Member of the Pennsylvania House of Representatives from the Adams County district
- In office 1891–1894

Personal details
- Born: William Thomas Ziegler October 3, 1840 Gettysburg, Pennsylvania, U.S.
- Died: March 6, 1916 (aged 75) Gettysburg, Pennsylvania, U.S.
- Resting place: Evergreen Cemetery
- Party: Democratic
- Spouse: Rebecca Harmon ​(m. 1867)​
- Children: 5
- Occupation: Politician; businessman;

= William T. Ziegler =

American politician (1840–1916)

William Thomas Ziegler (October 3, 1840 – March 6, 1916) was an American politician and businessman from Pennsylvania. He was a member of the Pennsylvania House of Representatives from 1891 to 1894.

==Early life==
William Thomas Ziegler was born on October 3, 1840, in Gettysburg, Pennsylvania, as the fifth child to Sarah (née Radford) and Samuel Ziegler. His father was a hatter in Gettysburg. His grandfather Emanuel Ziegler was a soldier in the Revolutionary War. From the age of 10 to 15, Ziegler learned the hatter's trade. He attended night schools in Philadelphia. He then took up coach painting.

==Career==
Ziegler served as a corporal with Company F of the 87th Pennsylvania Infantry Regiment. He served with the Third Army and 6th Army Corps during the war. He served from 1861 to 1865 and was prisoner of war in 1863. At the Battle of Weldon Railroad in 1864, he was taken prisoner again and was imprisoned at Andersonville Prison until the end of the war. Following confinement, he lost sight in one of his eyes. Following the war, he painted coaches for two years and then engaged in manufacturing of coaches and carriages for two years. In 1870, he started a livery business with W. D. Hoitzworth and continued the business for some years. He was vice president of the Citizens' Trust Company and president of the Gettysburg Mutual Fire Insurance Company.

[What needs to be done]
Answer these about the text on William T. Ziegler:
(a) In which cemetery was he laid to rest?
(b) What trade did he learn between the ages of 10 and 15?
(c) At which battle was he taken prisoner in 1864?

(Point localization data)
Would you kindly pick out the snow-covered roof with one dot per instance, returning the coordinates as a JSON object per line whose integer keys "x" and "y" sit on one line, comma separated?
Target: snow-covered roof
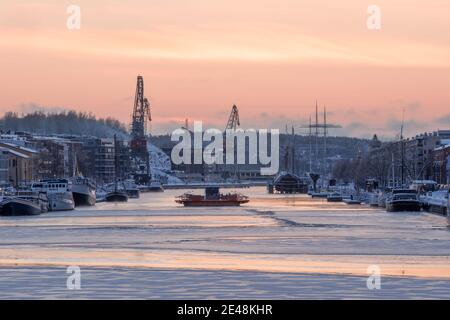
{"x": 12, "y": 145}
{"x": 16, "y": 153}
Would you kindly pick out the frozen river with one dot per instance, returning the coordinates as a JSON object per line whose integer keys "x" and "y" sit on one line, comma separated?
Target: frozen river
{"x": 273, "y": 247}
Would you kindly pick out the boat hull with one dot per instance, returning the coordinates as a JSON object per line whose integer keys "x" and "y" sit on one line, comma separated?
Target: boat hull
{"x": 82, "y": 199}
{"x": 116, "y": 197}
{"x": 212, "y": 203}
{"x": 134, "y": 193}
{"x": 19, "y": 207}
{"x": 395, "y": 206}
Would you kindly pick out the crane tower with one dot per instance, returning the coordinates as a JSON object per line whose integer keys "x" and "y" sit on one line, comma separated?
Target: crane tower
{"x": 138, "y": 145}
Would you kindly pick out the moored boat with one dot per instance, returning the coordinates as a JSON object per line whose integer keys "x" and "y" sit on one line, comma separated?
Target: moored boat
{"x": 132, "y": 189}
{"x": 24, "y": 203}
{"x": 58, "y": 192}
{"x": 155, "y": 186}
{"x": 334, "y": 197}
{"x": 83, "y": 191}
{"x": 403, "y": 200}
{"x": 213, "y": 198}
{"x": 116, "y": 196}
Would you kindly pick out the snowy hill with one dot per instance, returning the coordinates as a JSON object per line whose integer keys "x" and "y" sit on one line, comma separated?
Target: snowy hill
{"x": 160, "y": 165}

[Solved exercise]
(a) Evergreen Cemetery
(b) The hatter's trade
(c) The Battle of Weldon Railroad